**EXCERPTED PASSAGE**
:::
Thanks for your patch.

> -----Original Message-----
> From: linux-rdma-owner@vger.kernel.org [mailto:linux-rdma-
> owner@vger.kernel.org] On Behalf Of Stephen Warren
> Sent: Saturday, December 15, 2018 1:33 AM
> To: Tariq Toukan <tariqt@mellanox.com>; Wei@wwwdotorg.org;
> Hu@wwwdotorg.org; \ (Xavier\) <xavier.huwei@huawei.com>
> Cc: netdev@vger.kernel.org; linux-rdma@vger.kernel.org; Doug Ledford
> <dledford@redhat.com>; Jason Gunthorpe <jgg@mellanox.com>; Stephen
> Warren <swarren@nvidia.com>
> Subject: [RFC PATCH] net/mlx4: Get rid of page operation after
> dma_alloc_coherent
> 
> From: Stephen Warren <swarren@nvidia.com>
> 
> This is a port of commit 378efe798ecf ("RDMA/hns: Get rid of page operation
> after dma_alloc_coherent") to the mlx4 driver. That change was described
> as:
> 
> > In general, dma_alloc_coherent() returns a CPU virtual address and a
> > DMA address, and we have no guarantee that the underlying memory
> even
> > has an associated struct page at all.
:::
**MATERIAL PROVIDED**
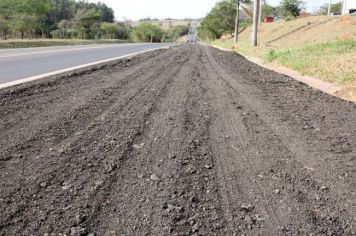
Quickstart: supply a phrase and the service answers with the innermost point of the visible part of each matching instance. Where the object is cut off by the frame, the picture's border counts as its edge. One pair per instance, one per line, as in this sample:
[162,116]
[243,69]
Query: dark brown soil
[185,141]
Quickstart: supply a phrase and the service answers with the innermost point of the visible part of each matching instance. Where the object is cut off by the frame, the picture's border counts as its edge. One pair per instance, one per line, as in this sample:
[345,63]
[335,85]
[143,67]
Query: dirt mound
[184,141]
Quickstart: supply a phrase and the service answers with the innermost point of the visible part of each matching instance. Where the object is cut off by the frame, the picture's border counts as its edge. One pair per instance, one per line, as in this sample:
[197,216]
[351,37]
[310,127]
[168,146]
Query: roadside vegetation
[320,46]
[332,61]
[28,23]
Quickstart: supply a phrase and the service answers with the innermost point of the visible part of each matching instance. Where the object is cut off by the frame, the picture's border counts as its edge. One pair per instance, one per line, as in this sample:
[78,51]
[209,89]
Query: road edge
[58,72]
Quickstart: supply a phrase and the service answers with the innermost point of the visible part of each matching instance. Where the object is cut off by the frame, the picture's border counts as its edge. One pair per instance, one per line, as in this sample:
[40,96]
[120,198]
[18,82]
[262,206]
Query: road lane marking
[58,50]
[33,78]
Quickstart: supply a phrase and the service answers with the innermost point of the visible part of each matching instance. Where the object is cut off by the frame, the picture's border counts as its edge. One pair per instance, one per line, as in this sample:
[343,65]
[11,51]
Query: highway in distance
[16,64]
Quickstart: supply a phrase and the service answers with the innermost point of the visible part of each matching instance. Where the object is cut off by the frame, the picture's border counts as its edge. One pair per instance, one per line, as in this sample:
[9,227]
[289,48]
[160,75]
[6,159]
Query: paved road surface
[17,64]
[182,141]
:::
**TASK TO CARRY OUT**
According to the mlx4 patch email, why does the patch get rid of the page operation after dma_alloc_coherent? Answer in one to three sentences.

**REPLY TO THE TASK**
dma_alloc_coherent() returns a CPU virtual address and a DMA address, but there is no guarantee that the underlying memory has an associated struct page at all. Page operations on that memory therefore can't be relied on, so the patch removes them, porting the same change already made to the hns driver.